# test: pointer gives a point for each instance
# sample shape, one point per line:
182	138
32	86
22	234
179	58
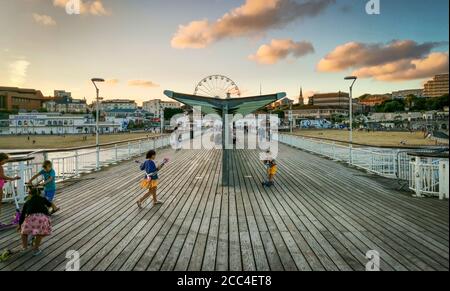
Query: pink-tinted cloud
92	7
254	17
142	83
433	64
280	49
112	82
43	19
398	60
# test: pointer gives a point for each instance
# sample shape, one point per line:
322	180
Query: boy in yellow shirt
272	170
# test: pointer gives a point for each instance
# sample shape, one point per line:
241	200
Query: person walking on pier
272	170
3	178
35	220
150	182
49	183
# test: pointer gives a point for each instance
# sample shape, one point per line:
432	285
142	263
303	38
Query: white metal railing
21	168
429	177
380	161
71	164
425	176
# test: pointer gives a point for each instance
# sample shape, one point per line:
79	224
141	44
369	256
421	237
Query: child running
35	221
272	170
3	178
49	183
150	182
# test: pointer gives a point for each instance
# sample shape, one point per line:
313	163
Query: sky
143	47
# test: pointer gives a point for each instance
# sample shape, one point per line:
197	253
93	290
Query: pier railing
425	176
71	163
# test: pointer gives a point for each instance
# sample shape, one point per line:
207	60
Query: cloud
398	60
44	20
142	83
433	64
112	82
18	72
254	17
92	7
280	49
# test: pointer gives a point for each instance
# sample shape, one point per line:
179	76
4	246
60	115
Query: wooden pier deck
321	215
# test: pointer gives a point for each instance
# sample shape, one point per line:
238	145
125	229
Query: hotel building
437	87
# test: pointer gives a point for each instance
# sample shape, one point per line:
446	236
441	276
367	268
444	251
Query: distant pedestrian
150	182
49	183
272	170
35	221
3	178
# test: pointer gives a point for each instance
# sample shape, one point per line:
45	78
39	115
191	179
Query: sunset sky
143	47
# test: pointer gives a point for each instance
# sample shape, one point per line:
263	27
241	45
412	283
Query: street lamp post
353	79
97	113
291	118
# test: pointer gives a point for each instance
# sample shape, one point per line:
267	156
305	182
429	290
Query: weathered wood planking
321	215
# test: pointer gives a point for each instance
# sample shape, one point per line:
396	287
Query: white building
156	106
66	105
109	105
56	123
402	94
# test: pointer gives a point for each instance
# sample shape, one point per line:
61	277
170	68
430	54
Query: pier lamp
97	109
353	79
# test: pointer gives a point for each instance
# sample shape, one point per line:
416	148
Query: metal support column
226	152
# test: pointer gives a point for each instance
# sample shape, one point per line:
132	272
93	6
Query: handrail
28	153
368	145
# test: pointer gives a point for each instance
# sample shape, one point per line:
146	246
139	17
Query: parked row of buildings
17	99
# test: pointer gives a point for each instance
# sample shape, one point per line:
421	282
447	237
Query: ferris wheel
217	86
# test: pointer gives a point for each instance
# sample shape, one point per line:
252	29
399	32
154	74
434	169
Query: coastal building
374	100
13	98
64	103
436	87
56	124
108	105
318	113
281	103
155	106
336	100
403	94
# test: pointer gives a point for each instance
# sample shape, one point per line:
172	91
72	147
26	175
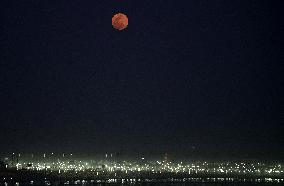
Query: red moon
119	21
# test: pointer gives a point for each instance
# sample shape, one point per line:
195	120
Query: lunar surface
119	21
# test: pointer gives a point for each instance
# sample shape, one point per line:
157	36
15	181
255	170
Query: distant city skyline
194	79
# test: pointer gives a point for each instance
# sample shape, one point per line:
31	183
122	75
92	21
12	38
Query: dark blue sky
191	78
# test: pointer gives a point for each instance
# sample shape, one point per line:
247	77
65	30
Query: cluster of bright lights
155	167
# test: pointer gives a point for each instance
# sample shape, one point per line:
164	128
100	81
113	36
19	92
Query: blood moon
119	21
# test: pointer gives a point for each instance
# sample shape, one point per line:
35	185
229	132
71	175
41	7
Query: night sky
195	79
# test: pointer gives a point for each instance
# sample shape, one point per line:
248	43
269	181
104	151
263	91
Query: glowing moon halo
119	21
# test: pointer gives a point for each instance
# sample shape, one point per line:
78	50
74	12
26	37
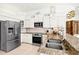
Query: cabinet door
78	27
75	27
27	38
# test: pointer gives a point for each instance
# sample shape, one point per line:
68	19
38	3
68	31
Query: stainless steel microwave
38	24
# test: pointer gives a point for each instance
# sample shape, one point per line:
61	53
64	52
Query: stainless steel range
37	38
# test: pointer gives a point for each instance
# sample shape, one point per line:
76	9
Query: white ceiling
22	7
25	7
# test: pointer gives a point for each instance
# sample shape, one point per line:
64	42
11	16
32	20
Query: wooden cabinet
72	27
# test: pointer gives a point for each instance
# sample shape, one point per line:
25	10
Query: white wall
58	19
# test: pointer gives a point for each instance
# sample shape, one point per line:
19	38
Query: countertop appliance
38	24
37	38
10	35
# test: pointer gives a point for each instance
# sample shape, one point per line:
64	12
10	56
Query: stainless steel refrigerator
9	35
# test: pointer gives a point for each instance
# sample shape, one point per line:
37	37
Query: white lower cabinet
27	38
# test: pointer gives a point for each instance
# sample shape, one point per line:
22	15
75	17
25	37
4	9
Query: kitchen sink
55	44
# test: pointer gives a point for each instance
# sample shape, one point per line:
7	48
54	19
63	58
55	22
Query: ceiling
22	7
25	7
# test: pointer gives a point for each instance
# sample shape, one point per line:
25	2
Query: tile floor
24	49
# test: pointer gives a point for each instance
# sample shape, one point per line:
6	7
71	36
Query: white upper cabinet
29	23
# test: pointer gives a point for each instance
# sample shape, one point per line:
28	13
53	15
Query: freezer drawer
12	45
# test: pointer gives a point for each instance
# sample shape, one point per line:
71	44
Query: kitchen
43	27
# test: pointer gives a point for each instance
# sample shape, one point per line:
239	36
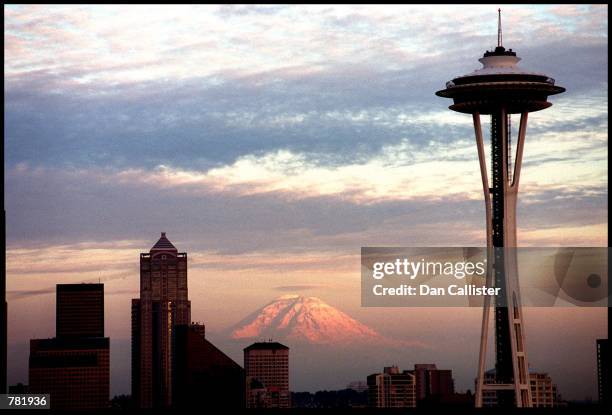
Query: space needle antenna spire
499	34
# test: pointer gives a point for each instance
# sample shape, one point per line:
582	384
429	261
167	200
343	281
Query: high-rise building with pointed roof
163	305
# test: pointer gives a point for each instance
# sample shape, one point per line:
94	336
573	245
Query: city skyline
286	146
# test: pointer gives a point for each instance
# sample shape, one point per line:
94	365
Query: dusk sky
271	143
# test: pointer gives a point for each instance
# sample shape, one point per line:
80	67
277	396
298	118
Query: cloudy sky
271	143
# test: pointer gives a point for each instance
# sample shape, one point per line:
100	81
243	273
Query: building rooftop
163	244
266	346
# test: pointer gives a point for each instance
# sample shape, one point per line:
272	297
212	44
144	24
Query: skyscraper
267	365
543	390
501	88
203	375
432	384
79	310
163	305
74	367
603	372
392	389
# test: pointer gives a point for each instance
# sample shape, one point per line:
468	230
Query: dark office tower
203	375
163	305
79	310
74	367
267	372
392	389
433	385
74	371
603	372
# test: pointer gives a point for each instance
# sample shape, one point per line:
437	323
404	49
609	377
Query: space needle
500	88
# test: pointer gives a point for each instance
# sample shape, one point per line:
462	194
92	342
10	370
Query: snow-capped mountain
306	319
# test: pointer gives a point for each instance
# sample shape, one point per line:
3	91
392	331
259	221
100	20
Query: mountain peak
309	319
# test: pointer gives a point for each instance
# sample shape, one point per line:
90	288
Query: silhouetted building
163	305
203	374
392	389
603	372
74	367
344	398
268	364
543	390
79	310
3	316
256	394
358	385
432	384
19	388
74	371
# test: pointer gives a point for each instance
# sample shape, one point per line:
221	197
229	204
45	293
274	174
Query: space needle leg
487	300
519	151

What you will do: Extract each line in the data above that contains the word "skyline".

The response:
Query: distant city skyline
Query: city skyline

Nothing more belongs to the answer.